PROBLEM SET ->
A: Could you reproduce the part of the article about Army trauma training that opens with the words containing "Do you know" and closes with "Those alternatives exist.", replacing "high-power rifles" with "firearms"?
B: Could you carry on the article about Army trauma training from the point where it stops?

DOCUMENT PASSAGE ->

Don’t Abuse Animals – the Government Hates Competition!
Do you know the saying “Don’t steal—the government hates competition”? I was reminded of it recently when news broke that the U.S. Army is shooting live pigs in an open range with high-power rifles at a training camp in Hawaii. The Army says it’s teaching combat medics how to treat battlefield injuries, but here’s the thing: The Army is required—by its own regulations—to use alternatives to animals in any kind of experimentation or training when scientifically valid and comparable alternatives exist. And guess what? Those alternatives exist.
My colleague Shalin Gala rattles off these humane alternatives like nobody’s business: the Combat Trauma Patient Simulation System, Simulab Corporation’s TraumaMan system (insert superhero figure with a T on his chest), partnering with trauma centers for real-life experience, and Dr. Emad Aboud’s “living” cadaver perfusion model. Shalin also tells me that he regularly receives calls from whistleblowers in the Army and the Navy telling him about the use of pigs, goats, and monkeys for trauma training and chemical casualty training—all in apparent violation of regulations.

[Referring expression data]
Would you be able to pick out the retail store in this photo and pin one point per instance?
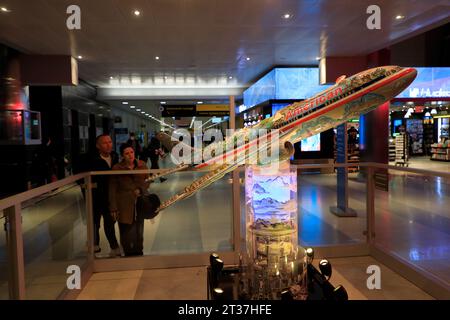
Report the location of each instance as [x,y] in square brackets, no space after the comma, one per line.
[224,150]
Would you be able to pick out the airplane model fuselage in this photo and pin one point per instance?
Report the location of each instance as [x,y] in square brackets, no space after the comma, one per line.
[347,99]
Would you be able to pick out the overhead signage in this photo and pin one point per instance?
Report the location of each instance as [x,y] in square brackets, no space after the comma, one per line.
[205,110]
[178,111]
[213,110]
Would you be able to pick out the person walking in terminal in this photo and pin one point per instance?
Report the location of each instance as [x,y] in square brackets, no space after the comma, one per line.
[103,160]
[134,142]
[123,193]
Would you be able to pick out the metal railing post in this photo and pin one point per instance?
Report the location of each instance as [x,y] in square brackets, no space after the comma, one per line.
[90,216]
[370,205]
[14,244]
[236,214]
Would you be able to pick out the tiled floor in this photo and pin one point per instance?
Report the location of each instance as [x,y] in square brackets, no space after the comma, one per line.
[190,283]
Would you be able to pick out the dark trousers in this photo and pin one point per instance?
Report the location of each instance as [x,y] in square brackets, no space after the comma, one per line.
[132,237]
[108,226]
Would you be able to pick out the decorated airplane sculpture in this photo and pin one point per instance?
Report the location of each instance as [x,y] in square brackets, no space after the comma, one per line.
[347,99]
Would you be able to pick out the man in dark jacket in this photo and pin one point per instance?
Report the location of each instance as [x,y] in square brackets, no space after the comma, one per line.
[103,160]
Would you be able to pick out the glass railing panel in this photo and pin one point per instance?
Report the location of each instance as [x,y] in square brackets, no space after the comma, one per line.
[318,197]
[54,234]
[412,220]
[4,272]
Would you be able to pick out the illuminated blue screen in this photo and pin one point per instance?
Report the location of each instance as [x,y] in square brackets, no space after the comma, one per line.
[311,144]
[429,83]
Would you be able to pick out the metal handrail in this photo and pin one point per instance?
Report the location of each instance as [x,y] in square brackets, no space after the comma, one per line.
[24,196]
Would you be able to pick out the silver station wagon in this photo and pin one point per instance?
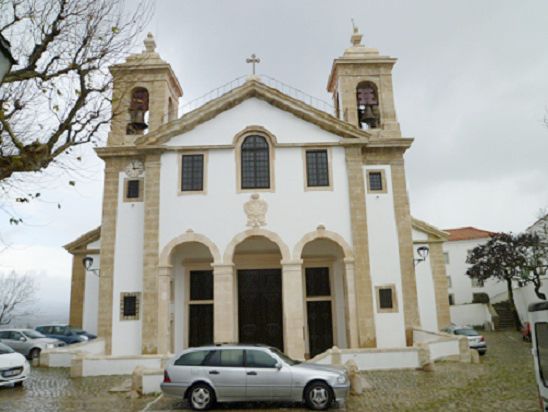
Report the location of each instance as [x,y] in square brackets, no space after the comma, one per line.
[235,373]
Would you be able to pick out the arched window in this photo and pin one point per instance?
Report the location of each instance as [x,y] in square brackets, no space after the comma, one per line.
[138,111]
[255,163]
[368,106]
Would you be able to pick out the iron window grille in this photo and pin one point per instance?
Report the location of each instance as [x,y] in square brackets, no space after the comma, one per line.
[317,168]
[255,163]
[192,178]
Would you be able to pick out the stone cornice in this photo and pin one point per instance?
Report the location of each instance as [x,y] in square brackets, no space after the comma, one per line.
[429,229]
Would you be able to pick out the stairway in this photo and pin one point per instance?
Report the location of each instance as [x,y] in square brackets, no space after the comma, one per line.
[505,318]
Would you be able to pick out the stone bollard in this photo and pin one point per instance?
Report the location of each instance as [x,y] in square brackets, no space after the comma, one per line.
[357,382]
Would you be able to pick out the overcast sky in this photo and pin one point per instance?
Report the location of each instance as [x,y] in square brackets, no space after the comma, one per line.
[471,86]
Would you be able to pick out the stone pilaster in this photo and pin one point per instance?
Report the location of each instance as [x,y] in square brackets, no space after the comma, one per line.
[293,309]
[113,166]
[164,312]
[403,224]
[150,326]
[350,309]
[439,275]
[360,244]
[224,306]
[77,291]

ANSWERS PER TASK ->
A:
Do you know the saying “Don’t steal—the government hates competition”? I was reminded of it recently when news broke that the U.S. Army is shooting live pigs in an open range with firearms at a training camp in Hawaii. The Army says it’s teaching combat medics how to treat battlefield injuries, but here’s the thing: The Army is required—by its own regulations—to use alternatives to animals in any kind of experimentation or training when scientifically valid and comparable alternatives exist. And guess what? Those alternatives exist.

B:
Kathy Guillermo, the director of PETA’s Laboratory Investigations Department, had this to say: “In order to effectively save our soldiers’ lives, Army medics should be trained with human trauma patients and advanced simulators that mimic human responses. Shooting and maiming pigs is as outdated as Civil War rifles.”
I agree, but I’m kind of stuck on the fact that the horror of the Army’s pig shooting in Hawaii goes way beyond just that. Readers of The PETA Files are well aware that you don’t have to be Einstein to get your head around the few paltry regulations intended to protect animals in laboratories, but even so, violations of these regulations are rampant. A recent audit noted that nearly a third of U.S. laboratories are failing to search for alternatives. Is it any wonder when the government—charged with ensuring that laboratories comply with the law—doesn’t seem to have its own house in order?